# Prompt
Copy out all of the entries exactly as they appear.

#### Data

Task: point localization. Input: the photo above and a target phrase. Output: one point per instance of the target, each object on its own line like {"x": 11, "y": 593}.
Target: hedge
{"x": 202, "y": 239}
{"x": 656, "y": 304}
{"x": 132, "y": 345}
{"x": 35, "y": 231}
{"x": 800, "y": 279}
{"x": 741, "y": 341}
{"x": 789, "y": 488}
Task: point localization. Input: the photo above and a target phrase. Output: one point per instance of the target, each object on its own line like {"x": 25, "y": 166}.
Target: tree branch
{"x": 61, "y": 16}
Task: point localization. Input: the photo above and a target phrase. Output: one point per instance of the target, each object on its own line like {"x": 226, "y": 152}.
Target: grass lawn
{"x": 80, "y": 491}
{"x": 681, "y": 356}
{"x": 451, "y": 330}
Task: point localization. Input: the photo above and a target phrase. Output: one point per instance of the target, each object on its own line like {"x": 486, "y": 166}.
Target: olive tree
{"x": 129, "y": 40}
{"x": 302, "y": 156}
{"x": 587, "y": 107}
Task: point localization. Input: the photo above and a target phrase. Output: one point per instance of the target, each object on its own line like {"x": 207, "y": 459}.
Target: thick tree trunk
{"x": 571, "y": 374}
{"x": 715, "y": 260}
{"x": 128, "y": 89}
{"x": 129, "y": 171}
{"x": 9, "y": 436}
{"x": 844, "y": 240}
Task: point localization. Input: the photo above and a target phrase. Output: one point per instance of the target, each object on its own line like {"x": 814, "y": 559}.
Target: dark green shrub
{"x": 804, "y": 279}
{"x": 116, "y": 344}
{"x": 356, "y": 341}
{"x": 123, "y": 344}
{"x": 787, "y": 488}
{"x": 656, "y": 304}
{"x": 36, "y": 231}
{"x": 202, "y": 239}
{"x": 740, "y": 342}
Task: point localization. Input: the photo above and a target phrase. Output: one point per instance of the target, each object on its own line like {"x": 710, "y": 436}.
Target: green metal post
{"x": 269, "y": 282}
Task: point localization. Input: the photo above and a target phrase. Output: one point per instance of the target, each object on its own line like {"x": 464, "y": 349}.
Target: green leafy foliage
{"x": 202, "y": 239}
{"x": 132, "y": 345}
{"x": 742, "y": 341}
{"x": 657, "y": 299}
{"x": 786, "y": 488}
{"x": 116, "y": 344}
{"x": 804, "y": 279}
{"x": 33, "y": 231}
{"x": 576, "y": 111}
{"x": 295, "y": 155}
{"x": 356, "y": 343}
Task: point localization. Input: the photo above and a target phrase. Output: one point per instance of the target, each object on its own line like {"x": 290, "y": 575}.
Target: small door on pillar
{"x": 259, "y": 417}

########

# Answer to this problem
Task: point localization. Input: the photo above and a target phrase. Output: one point per instance of the target, each object on its own line like {"x": 11, "y": 593}.
Target: hedge
{"x": 202, "y": 239}
{"x": 656, "y": 304}
{"x": 132, "y": 345}
{"x": 35, "y": 231}
{"x": 800, "y": 279}
{"x": 741, "y": 341}
{"x": 789, "y": 488}
Task: point localization. Input: the photo above and a target phrase. Output: one point per instance of the target, each object on its own line like {"x": 25, "y": 166}.
Target: tree branch
{"x": 61, "y": 16}
Task: point localization. Input: the photo above and a target phrase. Output: one point per instance of the target, each object on its own line like {"x": 226, "y": 152}.
Target: grass lawn
{"x": 80, "y": 491}
{"x": 681, "y": 356}
{"x": 451, "y": 330}
Task: point localization. Input: the photo above and a target phrase. Output: one point per instance of the target, each object on its own line like {"x": 486, "y": 166}.
Target: olive tree
{"x": 129, "y": 40}
{"x": 302, "y": 156}
{"x": 587, "y": 107}
Task: point localization. Input: the photo above and a target phrase. Output: one point per instance of the target, each object on its own line like {"x": 207, "y": 459}.
Target: thick tree trunk
{"x": 571, "y": 374}
{"x": 715, "y": 260}
{"x": 128, "y": 89}
{"x": 129, "y": 171}
{"x": 9, "y": 436}
{"x": 844, "y": 240}
Task: point localization. Input: the photo above and a target phrase. Output: one point per instance of the target, each object on its own line like {"x": 814, "y": 559}.
Target: dark green shrub
{"x": 804, "y": 279}
{"x": 116, "y": 344}
{"x": 356, "y": 341}
{"x": 123, "y": 344}
{"x": 787, "y": 488}
{"x": 656, "y": 304}
{"x": 36, "y": 231}
{"x": 202, "y": 239}
{"x": 740, "y": 342}
Task: point localization. Input: the photo above and a target phrase. Output: one point per instance of the target, each object on its own line like {"x": 710, "y": 436}.
Target: green metal post
{"x": 269, "y": 282}
Task: point localization. Input: the photo above and a target phrase. Output: one point per instance of the target, each object on its own line like {"x": 464, "y": 349}.
Target: green leafy foliage
{"x": 202, "y": 239}
{"x": 132, "y": 345}
{"x": 742, "y": 341}
{"x": 657, "y": 299}
{"x": 786, "y": 488}
{"x": 116, "y": 344}
{"x": 804, "y": 279}
{"x": 33, "y": 231}
{"x": 576, "y": 111}
{"x": 295, "y": 155}
{"x": 356, "y": 343}
Task: point localization. Input: the photo above and a target phrase. Output: one point per instance of the target, each object on its own line like {"x": 290, "y": 575}.
Target: small door on pillar
{"x": 259, "y": 417}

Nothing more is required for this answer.